Prompt: All entries below are to be set down again exactly as given.

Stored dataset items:

________________________

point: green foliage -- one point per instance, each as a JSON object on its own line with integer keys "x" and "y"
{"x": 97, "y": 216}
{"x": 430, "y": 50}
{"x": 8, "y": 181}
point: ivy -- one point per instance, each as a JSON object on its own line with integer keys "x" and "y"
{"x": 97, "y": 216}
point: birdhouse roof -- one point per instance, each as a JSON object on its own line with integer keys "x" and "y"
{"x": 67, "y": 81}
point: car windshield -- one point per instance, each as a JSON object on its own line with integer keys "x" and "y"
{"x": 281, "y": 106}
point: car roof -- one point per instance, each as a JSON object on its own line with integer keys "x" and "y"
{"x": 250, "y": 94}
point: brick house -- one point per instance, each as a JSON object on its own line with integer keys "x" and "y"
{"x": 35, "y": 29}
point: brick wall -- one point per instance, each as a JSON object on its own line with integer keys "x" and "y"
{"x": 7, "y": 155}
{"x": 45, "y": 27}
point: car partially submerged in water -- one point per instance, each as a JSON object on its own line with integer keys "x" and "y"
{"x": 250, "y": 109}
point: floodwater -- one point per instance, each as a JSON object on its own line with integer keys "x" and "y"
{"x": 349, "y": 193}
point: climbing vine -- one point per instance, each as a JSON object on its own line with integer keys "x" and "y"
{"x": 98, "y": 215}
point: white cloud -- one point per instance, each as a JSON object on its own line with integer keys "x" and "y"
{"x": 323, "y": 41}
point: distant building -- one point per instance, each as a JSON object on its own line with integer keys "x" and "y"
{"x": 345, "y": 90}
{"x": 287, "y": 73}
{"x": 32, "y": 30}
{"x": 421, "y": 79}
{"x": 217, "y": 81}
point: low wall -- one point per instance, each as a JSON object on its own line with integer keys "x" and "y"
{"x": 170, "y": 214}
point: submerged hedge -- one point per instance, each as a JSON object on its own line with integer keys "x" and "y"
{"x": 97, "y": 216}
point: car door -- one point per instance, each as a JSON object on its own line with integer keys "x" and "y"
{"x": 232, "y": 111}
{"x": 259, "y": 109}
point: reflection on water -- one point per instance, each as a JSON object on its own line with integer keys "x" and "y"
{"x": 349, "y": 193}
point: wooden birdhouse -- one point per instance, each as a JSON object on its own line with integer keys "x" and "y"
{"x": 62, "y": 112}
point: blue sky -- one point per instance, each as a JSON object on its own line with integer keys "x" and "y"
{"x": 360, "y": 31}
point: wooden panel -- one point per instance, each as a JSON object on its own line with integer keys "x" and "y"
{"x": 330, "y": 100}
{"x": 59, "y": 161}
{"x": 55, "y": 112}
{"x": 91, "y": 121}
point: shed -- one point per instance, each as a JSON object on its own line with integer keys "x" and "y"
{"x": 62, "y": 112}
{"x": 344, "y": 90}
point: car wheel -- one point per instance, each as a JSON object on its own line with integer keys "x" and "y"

________________________

Task answer:
point: green foliage -- one point per instance, each as a JSON object on its own line with integer keys "x" and "y"
{"x": 97, "y": 216}
{"x": 430, "y": 50}
{"x": 8, "y": 181}
point: ivy -- one point per instance, each as a JSON object on its own line with integer keys "x" and "y"
{"x": 97, "y": 216}
point: birdhouse roof -- one point per instance, each as a JSON object on its own line with integer keys "x" and "y"
{"x": 67, "y": 81}
point: car windshield -- one point per instance, each as a JSON object on its own line with integer keys "x" and "y"
{"x": 281, "y": 106}
point: car roof -- one point per instance, each as a JSON object on its own line with integer keys "x" and "y"
{"x": 250, "y": 94}
point: brick house -- one point per instance, each as a JSON object on its own line with integer keys "x" and "y"
{"x": 35, "y": 29}
point: brick wall -- one point per instance, each as a JSON object on its own line with integer keys "x" and "y"
{"x": 7, "y": 155}
{"x": 45, "y": 27}
point: car partially submerged in water -- one point per instance, each as a JSON object on its own line with integer keys "x" and "y"
{"x": 250, "y": 109}
point: floodwater -- one point per instance, each as a JSON object on its own line with integer keys "x" and "y"
{"x": 349, "y": 193}
point: climbing vine -- one point per instance, each as a JSON object on its own line with integer keys "x" and "y"
{"x": 98, "y": 215}
point: white cloud -- one point per instance, each as a JSON object on its own line with integer keys "x" and "y"
{"x": 323, "y": 41}
point: distant building -- one point per instance, each as a JSON object on its own line with integer keys "x" and "y"
{"x": 345, "y": 90}
{"x": 287, "y": 73}
{"x": 32, "y": 30}
{"x": 421, "y": 79}
{"x": 217, "y": 81}
point: low wall -- one point per instance, each as a JSON object on its own line with integer keys "x" and "y"
{"x": 170, "y": 214}
point: submerged hedge -- one point per instance, each as a JSON object on its own line with integer keys "x" and "y"
{"x": 97, "y": 216}
point: car door -- one point per instance, each as a JSON object on its own line with integer keys "x" and "y"
{"x": 232, "y": 111}
{"x": 259, "y": 109}
point: reflection on water -- one point per instance, each as a JSON object on its own line with integer keys "x" and "y"
{"x": 349, "y": 193}
point: wooden birdhouse -- one point per instance, each as a JSON object on its own line with integer keys "x" and "y"
{"x": 62, "y": 112}
point: blue sky -- one point per instance, each as a JSON object on its own line with integer keys "x" and "y"
{"x": 360, "y": 31}
point: wooden panel -- one point per instance, each as a JSON object on its own line with integer keys "x" and "y"
{"x": 330, "y": 100}
{"x": 59, "y": 161}
{"x": 55, "y": 112}
{"x": 91, "y": 121}
point: shed -- one point per instance, each as a JSON object on its own line with integer keys "x" and "y"
{"x": 62, "y": 112}
{"x": 344, "y": 90}
point: car wheel -- one point per instance, each as a JSON object on its own line with integer keys "x" and "y"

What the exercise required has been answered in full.